# [Document passage]
◇ ◇ ◇ ◇ ◇ ◇ ◇
SG&A: The Overhead of Running a Business
SG&A represents the cumulative expenses incurred from selling, general, and administrative activities. These are the costs associated with operating the business that are not directly tied to production, including sales force salaries, marketing expenses, rent, utilities, and administrative salaries. SG&A expenses are significant because they do not directly contribute to producing goods or services; they are essential for the company’s day-to-day operations and strategic positioning in the market. Effective management of SG&A expenses can significantly influence a company’s Net Profit, as these costs can either erode or support profitability depending on how they are controlled.
Gross Profit: The Initial Gauge of Profitability
Gross Profit is the initial measure of a company’s financial performance, calculated by subtracting the Cost of Goods Sold (COGS) from the total revenue generated from sales. This figure is crucial because it reflects the efficiency with which a company produces or sources its goods and services before accounting for broader operational costs. For instance, if a company generates $1 million in sales and incurs $600,000 in COGS, its Gross Profit would be $400,000. This metric indicates the company’s production or procurement efficiency but does not account for the overheads and other operating expenses that also impact the company’s profitability.
Net Profit: The Ultimate Measure of Financial Health
Net Profit, often considered the bottom line, is the ultimate indicator of a company’s profitability after all expenses, including COGS, SG&A, interest, and taxes, have been deducted from total revenue. It is the most comprehensive measure of a company’s financial performance, revealing what remains as actual profit. For example, continuing from the Gross Profit scenario, if the company has additional operating expenses of $200,000 and taxes and interest amounting to $50,000, the Net Profit would be $150,000. This figure is paramount for stakeholders to assess the company’s profitability and sustainability.
Gross profit, calculated as the revenue from sales minus the cost of goods sold (COGS), provides an initial insight into the financial gain from sales. Yet, the net profit, the remainder after deducting all operational expenditures, interest, taxes, and Selling, General & Administrative (SGA) expenses from the gross profit, genuinely encapsulates a company’s financial health.
How All Of This Applies to Salespeople
In most companies, the sales team cannot change the COGS or SG&A for any deal. The only thing salespeople can typically control is the Selling Price; from that Selling Price, the costs have to be deducted to calculate the Net Profit.
Let’s dissect the financial dynamics further. Assume a service in the B2B sector is offered at a standard rate of $100,000, with a COGS of $60,000, rendering a gross profit of $40,000—a 40% gross margin. With the 20% SGA and other operational costs factored in, the net profit might settle at $20,000 per sale, constituting a 20% net margin on the transaction.
Assuming the costs in the company are static, introducing a 10% discount drops the service price to $90,000. While the gross profit shrinks to $30,000 after we take out the $60,000 in COGS, the net profit is disproportionately affected. The fixed nature of SGA expenses means they remain constant, dramatically squeezing the net margin. In this example, the net profit after the 10% discount drops from $20,000 to $10,000.
◇ ◇ ◇ ◇ ◇ ◇ ◇
# [Recorded information]

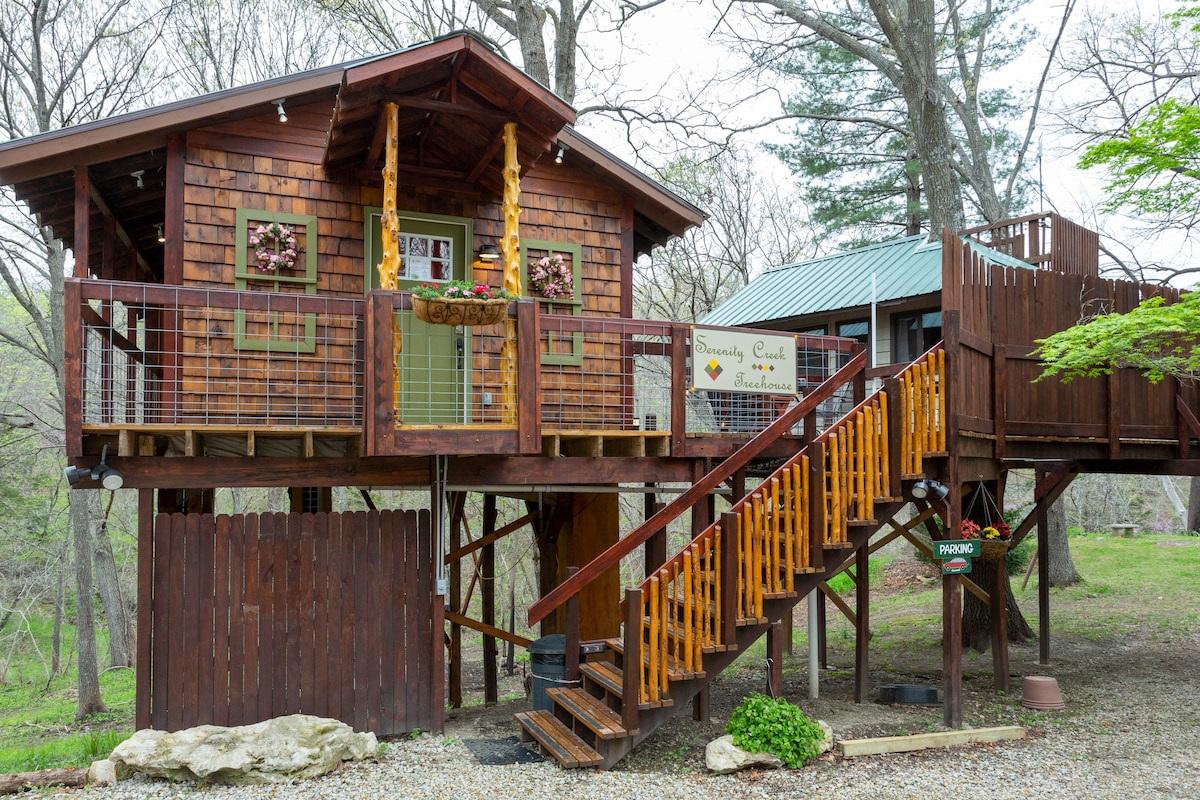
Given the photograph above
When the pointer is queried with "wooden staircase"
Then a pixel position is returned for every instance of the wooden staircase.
◇ ◇ ◇ ◇ ◇ ◇ ◇
# [Instructions]
1 – Summarize the passage on profit and overhead in two sentences.
2 – Using the passage on profit and overhead, list every cost that it names as included in SG&A.
3 – Reproduce word for word everything in the passage on profit and overhead from "Net Profit: The" down to "profitability and sustainability.".

# [Expected responses]
1 – Gross profit is revenue minus the cost of goods sold, while net profit is what remains after all expenses, including COGS, SG&A, interest, and taxes, are deducted, making it the most comprehensive measure of a company's financial performance. Because salespeople can typically control only the selling price while costs stay static, a 10% discount in the example cuts gross profit from $40,000 to $30,000 and net profit from $20,000 to $10,000.

2 –
- Sales force salaries
- Marketing expenses
- Rent
- Utilities
- Administrative salaries

3 –
Net Profit: The Ultimate Measure of Financial Health
Net Profit, often considered the bottom line, is the ultimate indicator of a company’s profitability after all expenses, including COGS, SG&A, interest, and taxes, have been deducted from total revenue. It is the most comprehensive measure of a company’s financial performance, revealing what remains as actual profit. For example, continuing from the Gross Profit scenario, if the company has additional operating expenses of $200,000 and taxes and interest amounting to $50,000, the Net Profit would be $150,000. This figure is paramount for stakeholders to assess the company’s profitability and sustainability.